Extract:

NSA surveillance: The US is behaving like China ~ 

Both governments think they are doing what is best for the state and people. But, as I know, such abuse of power can ruin lives.

  • Hong Kong front pages 11 June 2013
    NSA whistleblower Edward Snowden and Barack Obama appear on the front pages of local papers in Hong Kong on 11 June 2013. Photograph: Bobby Yip/Reuters

    Even though we know governments do all kinds of things I was shocked by the information about the US surveillance operation, Prism. To me, it’s abusively using government powers to interfere in individuals’ privacy. This is an important moment for international society to reconsider and protect individual rights.

    I lived in the United States for 12 years. This abuse of state power goes totally against my understanding of what it means to be a civilised society, and it will be shocking for me if American citizens allow this to continue. The US has a great tradition of individualism and privacy and has long been a centre for free thinking and creativity as a result.

    In our experience in China, basically there is no privacy at all – that is why China is far behind the world in important respects: even though it has become so rich, it trails behind in terms of passion, imagination and creativity.

Dataset rows showing where objects appear:
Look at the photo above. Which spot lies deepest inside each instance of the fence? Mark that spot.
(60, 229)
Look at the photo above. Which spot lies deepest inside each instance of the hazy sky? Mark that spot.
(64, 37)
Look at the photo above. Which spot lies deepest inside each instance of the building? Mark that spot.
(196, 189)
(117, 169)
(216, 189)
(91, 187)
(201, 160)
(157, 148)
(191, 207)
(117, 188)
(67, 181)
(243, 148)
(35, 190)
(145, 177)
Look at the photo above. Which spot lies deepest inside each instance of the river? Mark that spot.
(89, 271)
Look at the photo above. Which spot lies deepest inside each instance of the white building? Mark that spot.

Task requirements:
• a. In the NSA surveillance piece, what name is given to the US surveillance operation?
• b. Write a continuation of the NSA surveillance piece, beginning right after its final sentence.
This material comes from a separate source.

Outputs in order:
• a. Prism

• b.
    Of course, we live under different kinds of legal conditions – in the west and in developed nations there are other laws that can balance or restrain the use of information if the government has it. That is not the case in China, and individuals are completely naked as a result. Intrusions can completely ruin a person’s life, and I don’t think that could happen in western nations.

    But still, if we talk about abusive interference in individuals’ rights, Prism does the same. It puts individuals in a very vulnerable position. Privacy is a basic human right, one of the very core values. There is no guarantee that China, the US or any other government will not use the information falsely or wrongly. I think especially that a nation like the US, which is technically advanced, should not take advantage of its power. It encourages other nations.

    Before the information age the Chinese government could decide you were a counter-revolutionary just because a neighbour reported something they had overheard. Thousands, even millions of lives were ruined through the misuse of such information.

    Today, through its technical abilities, the state can easily get into anybody’s bank account, private mail, conversations, and social media accounts. The internet and social media give us new possibilities of exploring ourselves.

    But we have never exposed ourselves in this way before, and it makes us vulnerable if anyone chooses to use it against us. Any information or communication could put young people under the surveillance of the state. Very often, when oppressive states arrest people, they have that information in their hands. It can be used as a way of controlling you, to tell you: we know exactly what you’re thinking or doing. It can drive people to madness.

    When human beings are scared and feel everything is exposed to the government, we will censor ourselves from free thinking. That’s dangerous for human development.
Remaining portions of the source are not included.